• [PROBLEM TO WORK ON] Can you reproduce every one of the lines below word for word, leaving nothing out and changing nothing?

Point placement lines:
(begin)
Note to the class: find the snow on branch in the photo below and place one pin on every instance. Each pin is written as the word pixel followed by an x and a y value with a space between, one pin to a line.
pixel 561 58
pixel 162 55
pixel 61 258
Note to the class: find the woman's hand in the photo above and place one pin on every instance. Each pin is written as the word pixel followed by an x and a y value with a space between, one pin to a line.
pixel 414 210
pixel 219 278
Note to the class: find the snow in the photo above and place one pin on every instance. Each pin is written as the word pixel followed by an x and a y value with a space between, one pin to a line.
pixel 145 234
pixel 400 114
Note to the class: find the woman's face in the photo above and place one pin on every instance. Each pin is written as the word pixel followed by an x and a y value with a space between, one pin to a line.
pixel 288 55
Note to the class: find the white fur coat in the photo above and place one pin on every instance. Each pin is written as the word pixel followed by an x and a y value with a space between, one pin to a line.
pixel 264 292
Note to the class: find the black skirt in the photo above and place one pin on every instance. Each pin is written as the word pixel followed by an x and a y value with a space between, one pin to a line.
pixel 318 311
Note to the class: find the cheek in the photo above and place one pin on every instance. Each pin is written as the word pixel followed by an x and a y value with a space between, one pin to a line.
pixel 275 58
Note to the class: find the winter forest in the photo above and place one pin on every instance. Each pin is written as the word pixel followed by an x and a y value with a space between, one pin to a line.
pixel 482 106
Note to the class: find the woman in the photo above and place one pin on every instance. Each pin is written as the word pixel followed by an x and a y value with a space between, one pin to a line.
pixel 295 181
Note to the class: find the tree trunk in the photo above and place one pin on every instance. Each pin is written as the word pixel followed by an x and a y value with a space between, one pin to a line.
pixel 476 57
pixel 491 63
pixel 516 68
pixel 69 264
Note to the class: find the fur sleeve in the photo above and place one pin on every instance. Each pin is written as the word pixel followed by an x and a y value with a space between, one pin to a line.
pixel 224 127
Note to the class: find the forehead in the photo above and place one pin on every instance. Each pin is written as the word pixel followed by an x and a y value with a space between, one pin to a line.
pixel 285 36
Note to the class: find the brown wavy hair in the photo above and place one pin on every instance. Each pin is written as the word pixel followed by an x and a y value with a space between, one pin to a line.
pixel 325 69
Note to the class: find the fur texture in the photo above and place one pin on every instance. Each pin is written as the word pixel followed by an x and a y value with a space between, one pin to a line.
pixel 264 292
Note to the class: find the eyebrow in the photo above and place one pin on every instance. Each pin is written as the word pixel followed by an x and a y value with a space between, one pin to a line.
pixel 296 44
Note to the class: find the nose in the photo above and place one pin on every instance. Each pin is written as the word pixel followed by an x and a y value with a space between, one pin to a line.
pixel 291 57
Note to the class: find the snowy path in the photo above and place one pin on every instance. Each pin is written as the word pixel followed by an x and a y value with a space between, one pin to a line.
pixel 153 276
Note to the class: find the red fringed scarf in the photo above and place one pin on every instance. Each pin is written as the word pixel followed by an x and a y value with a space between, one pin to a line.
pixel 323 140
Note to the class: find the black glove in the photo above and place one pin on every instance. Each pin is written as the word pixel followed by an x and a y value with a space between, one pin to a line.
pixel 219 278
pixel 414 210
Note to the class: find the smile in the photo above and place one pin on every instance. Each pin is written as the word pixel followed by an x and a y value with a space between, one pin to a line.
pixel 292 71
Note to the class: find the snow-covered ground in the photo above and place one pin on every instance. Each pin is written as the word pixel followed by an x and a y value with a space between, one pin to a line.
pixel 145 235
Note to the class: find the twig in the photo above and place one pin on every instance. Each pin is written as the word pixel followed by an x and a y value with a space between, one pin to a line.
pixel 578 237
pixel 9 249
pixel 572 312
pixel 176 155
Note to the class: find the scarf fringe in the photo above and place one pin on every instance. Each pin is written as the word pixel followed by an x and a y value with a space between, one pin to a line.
(end)
• [RESPONSE TO THIS TASK]
Note to the class: find the snow on branch in the photo below and place one pin on every instance. Each pin is written as the word pixel followed by an x and a y value with a space between, one pin to a line.
pixel 561 58
pixel 162 55
pixel 61 258
Note to the class: find the woman's hand in the photo above and place one pin on every instance. Each pin is written as the word pixel followed by an x and a y value with a space between, one pin to a line.
pixel 414 210
pixel 219 278
Note to the class: find the snow in the photo above and place one pin on every instance. Each pin is written as the word pixel followed by an x and a y value with a space between, one pin to a line.
pixel 145 234
pixel 400 114
Note to the class: find the woman's face in the photo above and place one pin on every instance. Each pin is written as the word pixel followed by an x and a y value with a space between, one pin to a line.
pixel 288 55
Note to the class: find the white fur coat in the photo above and place one pin on every instance. Each pin is written as the word pixel followed by an x and a y value with a space between, one pin to a line.
pixel 264 292
Note to the class: find the black skirt in the photo above and place one pin on every instance. Each pin is written as the word pixel followed by an x and a y value with a space between, one pin to a line.
pixel 318 311
Note to the class: find the cheek in the photo above and place one pin on every instance. Each pin is written as the word pixel followed by an x and a y value with a space between, one pin to a line.
pixel 275 58
Note to the class: find the winter forest in the photo above and place one pin on every instance. Each pin is written as the word pixel followed by an x and a y value with a space between, one pin to a line.
pixel 482 106
Note to the class: find the woman in the photo above and place one pin on every instance. Each pin is written as the word pixel followed by an x and a y value with a space between, one pin to a line.
pixel 295 181
Note to the class: find the tree trunk in the photo above and place one pin on every instance. Each pin is written as the word pixel followed by an x and a y value with a space between, one pin to a line.
pixel 476 57
pixel 491 63
pixel 516 68
pixel 69 264
Note to the class: find the fur sleeve in the photo above and place one pin on every instance. Each pin is written as the word pixel followed by an x and a y value with a space between, one pin to a line.
pixel 224 127
Note to the class: find the forehead in the photo above and place one pin on every instance. Each pin is written as the word pixel followed by an x and a y value with a space between, one pin to a line.
pixel 285 36
Note to the class: find the brown wavy hair in the photo above and place one pin on every instance. Each pin is written as the word pixel followed by an x and a y value with a space between, one pin to a line.
pixel 325 69
Note to the class: find the fur texture in the photo above and place one pin on every instance. Each pin is written as the word pixel followed by an x and a y value with a space between, one pin to a line.
pixel 264 292
Note to the class: find the eyebrow in the photo above and place one pin on every instance. Each pin is written as the word pixel followed by an x and a y value with a space between, one pin to a line.
pixel 296 44
Note to the class: find the nose in the photo above and place one pin on every instance. Each pin is written as the word pixel followed by an x and a y value with a space between, one pin to a line.
pixel 291 57
Note to the class: find the snowy path in the photo above and place one pin on every instance. Each pin is written as the word pixel followed by an x and a y value with a space between, one pin to a line.
pixel 153 276
Note to the class: find the red fringed scarf in the photo above and place one pin on every instance. Each pin is written as the word pixel followed by an x and a y value with a space between, one pin to a line.
pixel 323 140
Note to the class: find the black glove in the photo above and place one pin on every instance. Each pin is written as the word pixel followed by an x and a y value with a space between, one pin to a line.
pixel 219 278
pixel 414 210
Note to the class: find the smile in the photo above and place one pin on every instance. Each pin is written as the word pixel followed by an x and a y value with a space between, one pin to a line.
pixel 292 71
Note to the class: find the snow-covered ground in the photo above and place one pin on every instance. Each pin is written as the word pixel followed by an x and a y value with a space between, one pin to a line.
pixel 145 235
Note to the class: find the twig in the photo above and place one pin on every instance. Each pin is written as the word pixel followed by an x and a y value with a space between, one pin to a line.
pixel 578 237
pixel 9 249
pixel 572 312
pixel 176 155
Note to the class: find the scarf fringe in the photo above and place one pin on every instance. Each pin is written as the word pixel followed by an x and a y value with a space between, one pin to a line.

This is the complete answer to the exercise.